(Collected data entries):
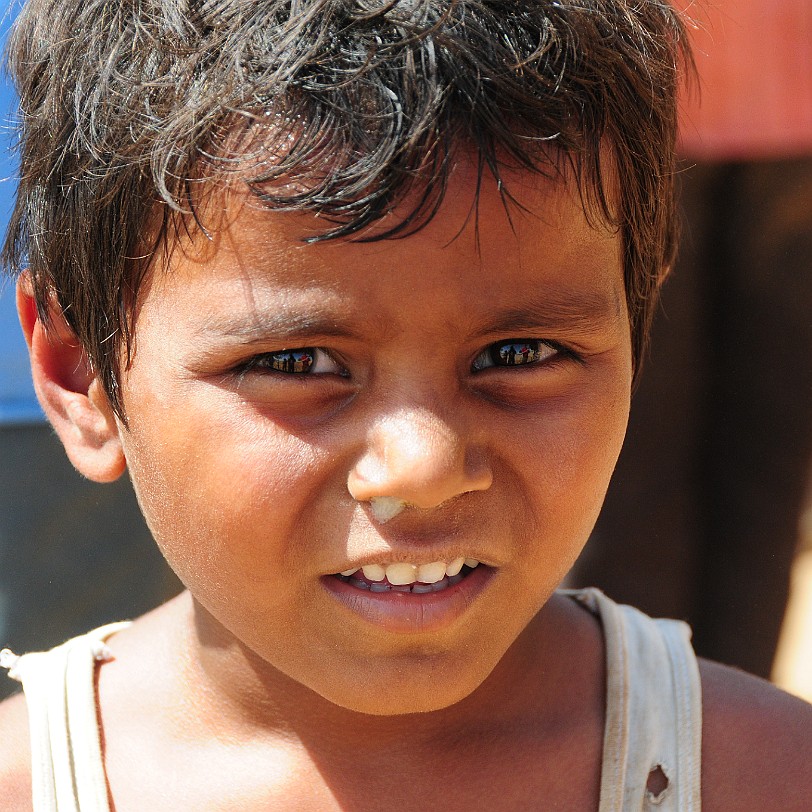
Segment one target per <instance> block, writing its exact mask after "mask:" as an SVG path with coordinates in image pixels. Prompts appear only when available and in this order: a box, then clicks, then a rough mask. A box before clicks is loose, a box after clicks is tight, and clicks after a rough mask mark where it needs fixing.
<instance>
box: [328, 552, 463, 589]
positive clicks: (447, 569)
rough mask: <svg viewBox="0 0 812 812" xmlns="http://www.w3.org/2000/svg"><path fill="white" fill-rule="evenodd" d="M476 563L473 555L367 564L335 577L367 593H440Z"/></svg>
mask: <svg viewBox="0 0 812 812" xmlns="http://www.w3.org/2000/svg"><path fill="white" fill-rule="evenodd" d="M478 566H479V561H478V560H477V559H475V558H462V557H460V558H455V559H453V560H452V561H450V562H448V563H446V562H445V561H432V562H430V563H428V564H410V563H408V562H396V563H391V564H366V565H364V566H363V567H358V568H354V569H348V570H344V572H341V573H338V574H337V575H335V576H334V577H336V578H339V579H341V580H342V581H344V583H348V584H350V585H352V586H354V587H355V588H356V589H363V590H368V591H369V592H374V593H382V592H408V593H411V594H412V595H427V594H429V593H431V592H442V591H443V590H444V589H448V587H450V586H454V585H455V584H458V583H459V582H460V581H462V580H463V578H465V577H466V576H467V575H468V574H469V573H470V572H471V571H472V570H473V569H475V568H476V567H478Z"/></svg>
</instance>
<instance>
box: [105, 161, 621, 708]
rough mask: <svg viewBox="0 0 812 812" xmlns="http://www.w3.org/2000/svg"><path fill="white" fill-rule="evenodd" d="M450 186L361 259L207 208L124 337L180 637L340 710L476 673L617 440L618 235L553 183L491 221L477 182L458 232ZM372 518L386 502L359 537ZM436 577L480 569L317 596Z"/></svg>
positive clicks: (362, 257)
mask: <svg viewBox="0 0 812 812" xmlns="http://www.w3.org/2000/svg"><path fill="white" fill-rule="evenodd" d="M474 186H475V178H474V176H473V173H472V172H469V171H468V170H464V171H463V170H460V171H459V172H457V173H456V175H455V176H454V177H453V178H452V182H451V185H450V188H449V191H448V195H447V198H446V201H445V203H444V204H443V207H442V209H441V210H440V213H439V215H438V216H437V217H435V218H434V220H433V221H432V222H431V223H430V224H429V226H428V227H426V228H425V229H423V230H422V231H420V232H419V233H417V234H415V235H413V236H411V237H409V238H407V239H404V240H386V241H383V242H377V243H368V244H359V243H347V242H340V241H339V242H327V243H322V244H318V245H305V244H303V243H302V241H301V238H302V237H303V236H305V235H307V234H310V233H312V232H313V231H314V230H316V229H317V227H319V226H320V223H319V221H318V220H314V219H313V218H311V217H310V216H305V215H301V214H279V213H269V212H265V211H261V210H257V209H256V208H252V206H251V204H250V203H248V204H245V199H240V198H238V197H236V196H232V197H231V198H230V199H229V202H228V209H227V214H228V220H229V224H228V225H224V226H223V227H222V228H220V229H219V230H218V231H217V233H216V235H215V239H214V241H213V242H207V241H205V240H203V239H200V240H198V241H195V243H194V244H186V245H182V246H179V247H178V250H176V251H174V253H173V256H172V258H171V260H170V261H169V267H167V268H164V269H159V270H157V271H156V272H155V274H154V275H153V277H152V279H151V281H150V283H149V285H148V287H147V288H145V291H144V295H143V301H142V303H141V307H140V311H139V315H138V320H137V327H136V336H137V347H136V353H135V358H134V362H133V365H132V368H131V369H130V370H129V371H128V372H127V373H126V375H125V377H124V380H123V399H124V405H125V408H126V410H127V414H128V417H129V427H128V428H127V429H123V428H122V429H121V430H120V433H121V438H122V442H123V446H124V451H125V454H126V457H127V461H128V465H129V468H130V472H131V475H132V477H133V480H134V483H135V486H136V489H137V492H138V495H139V499H140V501H141V504H142V507H143V509H144V511H145V514H146V517H147V520H148V522H149V524H150V527H151V528H152V530H153V532H154V534H155V537H156V539H157V540H158V543H159V544H160V546H161V548H162V549H163V551H164V553H165V555H166V557H167V559H168V560H169V562H170V563H171V565H172V566H173V568H174V569H175V570H176V571H177V572H178V574H179V575H180V577H181V578H182V579H183V581H184V582H185V583H186V585H187V586H188V587H189V589H190V590H191V592H192V594H193V595H194V597H195V598H196V600H197V601H198V603H199V604H200V606H202V607H203V608H204V609H205V610H206V611H205V612H204V613H202V616H203V617H206V618H207V620H206V622H210V623H214V624H216V625H217V626H218V628H219V629H220V630H221V631H222V630H223V629H224V630H225V631H226V632H227V633H228V634H231V635H234V636H235V637H236V638H238V639H239V640H241V641H242V642H243V643H245V644H246V645H247V646H248V647H249V648H250V649H252V650H253V651H254V652H255V653H256V654H258V655H259V657H260V658H261V660H263V661H265V662H267V663H268V664H269V666H270V671H269V673H276V671H280V672H282V673H283V674H285V675H287V676H288V677H291V678H293V679H294V680H296V681H298V682H299V683H301V684H303V685H305V686H307V687H308V688H310V689H312V690H314V691H316V692H318V693H319V694H321V695H322V696H324V697H326V698H327V699H328V700H330V701H332V702H334V703H337V704H339V705H341V706H343V707H347V708H350V709H355V710H359V711H364V712H371V713H403V712H413V711H425V710H431V709H434V708H439V707H444V706H448V705H450V704H451V703H453V702H455V701H457V700H459V699H461V698H463V697H464V696H466V695H467V694H469V693H470V692H471V691H473V690H474V689H475V688H476V687H477V686H478V685H479V684H480V683H481V682H482V681H483V680H484V679H485V678H486V677H487V675H488V674H489V673H490V671H491V670H492V669H493V668H494V666H495V664H496V663H497V662H498V661H499V660H500V658H501V657H502V656H503V655H504V653H505V652H506V650H507V649H508V648H509V647H510V646H511V645H512V644H513V643H514V641H515V640H516V639H517V637H518V635H519V634H520V632H521V631H522V630H523V629H524V627H525V626H526V625H527V624H528V623H529V622H530V621H531V619H532V618H533V616H534V615H535V614H536V613H537V612H538V611H539V608H540V607H541V606H542V605H543V604H544V602H545V601H546V600H547V599H548V598H549V597H550V595H551V593H552V592H553V590H554V589H555V588H556V586H557V585H558V584H559V582H560V581H561V579H562V577H563V576H564V575H565V573H566V572H567V570H568V569H569V568H570V566H571V564H572V563H573V561H574V560H575V558H576V556H577V555H578V553H579V551H580V550H581V547H582V546H583V544H584V543H585V541H586V539H587V536H588V534H589V532H590V530H591V528H592V525H593V523H594V521H595V519H596V516H597V513H598V510H599V508H600V505H601V502H602V499H603V496H604V493H605V490H606V487H607V484H608V481H609V477H610V474H611V472H612V469H613V467H614V464H615V461H616V458H617V455H618V453H619V450H620V446H621V442H622V438H623V434H624V431H625V426H626V419H627V413H628V407H629V391H630V382H631V366H632V364H631V349H630V339H629V324H628V318H627V313H626V306H625V296H624V287H623V269H622V259H621V242H620V239H619V237H618V236H617V235H616V234H614V233H610V232H609V231H607V230H602V229H597V230H596V229H593V228H592V227H590V225H589V224H588V223H587V221H586V218H585V216H584V213H583V211H582V208H581V204H580V201H579V197H578V195H577V193H573V192H571V191H570V190H569V189H568V188H567V187H566V186H565V185H563V184H561V183H558V184H553V183H551V182H549V181H545V180H543V179H540V178H536V177H531V176H517V177H515V178H513V179H512V184H511V192H512V193H513V195H514V196H515V197H516V198H517V199H518V202H519V204H520V205H521V206H522V207H524V210H520V209H519V207H512V208H511V211H510V221H509V219H508V216H507V215H506V213H505V210H504V208H503V205H502V201H501V199H500V197H499V195H498V193H497V190H496V189H495V188H493V184H488V183H484V184H483V190H482V193H481V197H480V200H479V205H478V217H474V216H472V210H471V207H472V204H473V195H474ZM243 204H245V205H243ZM476 226H478V230H477V227H476ZM381 496H388V497H394V498H395V499H399V500H402V501H403V502H405V503H407V506H406V507H405V508H404V509H403V510H401V511H400V512H399V513H397V515H395V516H394V517H393V518H391V519H389V520H388V521H383V520H382V519H381V518H380V517H379V516H377V515H376V513H375V511H374V510H373V509H372V503H371V502H370V501H369V500H370V499H372V498H373V497H381ZM460 557H464V558H469V559H476V560H477V561H480V562H482V563H481V564H480V565H479V566H478V567H476V568H474V569H473V570H472V571H469V570H468V568H466V569H464V570H463V575H464V576H465V577H463V579H462V580H460V581H459V582H458V583H455V584H451V583H450V581H449V579H448V576H446V578H445V580H443V581H441V582H439V584H438V588H437V591H431V592H428V591H424V592H422V593H421V594H416V593H411V592H410V593H408V594H406V593H403V592H399V591H394V590H391V589H390V588H389V587H388V586H387V584H388V581H387V582H379V585H378V587H375V589H379V588H380V589H382V590H383V591H380V592H378V591H374V589H368V588H364V587H365V586H366V587H368V586H369V583H368V581H369V580H370V579H367V578H361V572H358V573H356V574H355V575H354V576H353V577H352V578H351V579H350V580H348V579H346V578H339V577H335V574H337V573H341V572H343V571H348V570H352V569H354V568H357V567H360V566H362V565H371V564H378V565H381V566H383V567H386V566H387V565H389V564H392V563H400V564H404V563H405V564H413V565H416V566H418V567H419V566H421V565H428V564H435V565H437V564H438V563H439V562H444V563H446V564H451V563H452V562H453V561H454V559H458V558H460ZM400 569H401V571H402V570H403V568H402V567H401V568H400ZM431 569H432V568H429V569H428V570H424V571H423V572H424V574H425V572H428V571H429V570H431ZM436 569H437V567H436V566H435V567H434V570H436ZM371 572H372V574H373V575H374V574H375V573H374V568H373V570H371ZM407 572H408V567H407ZM393 577H394V576H393ZM359 580H360V581H362V582H363V585H359V584H357V583H355V581H359ZM420 591H421V590H417V592H420Z"/></svg>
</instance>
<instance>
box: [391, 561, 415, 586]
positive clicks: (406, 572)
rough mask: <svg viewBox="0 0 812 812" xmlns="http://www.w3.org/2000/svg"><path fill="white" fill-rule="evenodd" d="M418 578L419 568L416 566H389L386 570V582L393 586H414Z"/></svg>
mask: <svg viewBox="0 0 812 812" xmlns="http://www.w3.org/2000/svg"><path fill="white" fill-rule="evenodd" d="M416 577H417V567H415V565H414V564H389V566H388V567H387V568H386V580H387V581H389V583H390V584H392V585H393V586H403V585H404V584H413V583H414V582H415V578H416Z"/></svg>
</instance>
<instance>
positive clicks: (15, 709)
mask: <svg viewBox="0 0 812 812" xmlns="http://www.w3.org/2000/svg"><path fill="white" fill-rule="evenodd" d="M0 798H2V799H3V809H4V810H6V812H30V810H31V747H30V743H29V739H28V711H27V709H26V705H25V698H24V697H23V695H22V694H16V695H15V696H13V697H11V698H10V699H7V700H5V702H2V703H0Z"/></svg>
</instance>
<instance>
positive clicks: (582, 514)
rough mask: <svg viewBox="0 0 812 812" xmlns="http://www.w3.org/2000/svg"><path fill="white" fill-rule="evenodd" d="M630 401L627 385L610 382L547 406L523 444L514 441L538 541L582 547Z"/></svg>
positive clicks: (613, 456) (590, 530) (602, 501)
mask: <svg viewBox="0 0 812 812" xmlns="http://www.w3.org/2000/svg"><path fill="white" fill-rule="evenodd" d="M620 380H621V381H622V377H621V378H620ZM629 399H630V398H629V389H628V388H627V387H625V386H623V385H622V383H621V384H620V385H619V384H617V383H614V382H609V384H608V385H607V386H606V387H604V388H602V389H601V388H599V387H593V388H591V389H590V390H589V391H585V392H584V393H582V394H581V395H579V396H578V397H575V398H567V399H566V400H562V401H561V402H560V403H559V404H556V403H548V404H547V406H546V408H545V410H544V413H543V414H542V415H539V416H537V417H536V418H535V419H534V420H533V425H532V426H531V427H530V428H528V430H527V431H526V432H525V435H526V438H527V441H526V442H518V443H517V450H518V453H520V454H521V456H522V465H523V466H524V470H525V472H526V478H527V479H528V480H529V481H530V482H531V483H532V484H531V490H532V491H533V493H534V500H533V501H534V503H535V505H536V511H535V516H534V519H535V521H536V522H537V525H538V529H539V531H541V533H542V537H549V536H550V535H551V534H552V535H553V536H561V537H562V538H564V537H565V536H568V537H570V538H572V539H573V542H574V543H577V544H583V543H585V541H586V538H587V537H588V535H589V533H590V532H591V530H592V526H593V525H594V523H595V521H596V520H597V516H598V513H599V511H600V508H601V506H602V504H603V499H604V497H605V495H606V490H607V488H608V486H609V480H610V478H611V475H612V472H613V470H614V467H615V463H616V462H617V458H618V455H619V453H620V449H621V446H622V444H623V438H624V435H625V431H626V424H627V421H628V413H629Z"/></svg>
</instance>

(TASK TO CARRY OUT): Look above for the line containing "positive clicks: (582, 514)" and the line containing "401L627 385L610 382L547". Transcribe both, with the lines between them, exactly.

(THE ANSWER):
positive clicks: (582, 514)
rough mask: <svg viewBox="0 0 812 812" xmlns="http://www.w3.org/2000/svg"><path fill="white" fill-rule="evenodd" d="M630 401L627 385L610 382L547 406L523 444L514 441L538 541L582 547Z"/></svg>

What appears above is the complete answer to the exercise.